* **Document excerpt**
====================

"Rooting For Violence"...Read the entire article!
STEVEN KALAS: The yin and yang of rooting for violence
On impulse, my wife buys five discounted hockey tickets. She remembers how much she liked watching hockey in college, and she hopes to create a fun outing for our family.
I''m not a hockey fan. I haven''t watched an entire hockey game since the 1980 Winter Olympics. But I tend to love excellence in most any form, and any chance at quality time with my kids is a good thing, right?
So off we go.
I like the guy who dances during the timeouts, tossing Wrangler T-shirts to and fro. I love the energy he infuses. To boot, he''s a great dancer.
I don''t really get the mascot -- a chartreuse, mutant biped cow named The Duke. At least I think it''s a cow. But a hard-working mascot he is. And the kids love him.
And, for the record, the game couldn''t have been scripted to be any more exciting. Regulation ends in a tie. Overtime ends in a tie. The shootout ends in a tie. The home boys win in a sudden death shootout. Wow. The shootout is my favorite part. It is so pure. Skill on skill. Speed versus reflex. Beautiful to watch.
And that''s all I want to say about hockey. Because now I''d like to talk about culture and the psychology of violence.
I must have been asleep when we agreed that 6,700 people chanting "Ref, you suck" was a perfectly fine way to behave. Oh, don''t get me wrong. I can boo with anybody, and some things deserve booing. But "Ref, you suck" seems kinda personal and tawdry. I feel embarrassed for my children.
But about the time I work up a head of moral indignation, a hockey player from the visiting team comes out of the penalty box. "Alaska has returned to full strength," booms the PA announcer. "But they still suck," shout 6,700 people without missing a beat. And this time I laugh out loud. Hmm. Moral indignation erodes easily in this environment.

====================

* **Provided data**
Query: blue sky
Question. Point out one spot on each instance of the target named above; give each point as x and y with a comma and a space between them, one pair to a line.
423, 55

====================

* **Problems**
a: Using the hockey column, answer each question on its own line:
(i) What is the mascot's name?
(ii) How many people chant "Ref, you suck"?
(iii) Since what event has the writer not watched an entire hockey game?
b: Turn the paragraph of the hockey column that begins "And, for the record" into a brief list that keeps its main facts.

* **Exercise answers**
a:
(i) The Duke
(ii) 6,700
(iii) The 1980 Winter Olympics

b:
- The game could not have been more exciting.
- Regulation, overtime, and the shootout each end in a tie.
- The home team wins in a sudden death shootout.
- The shootout is the writer's favorite part: skill on skill, speed versus reflex, beautiful to watch.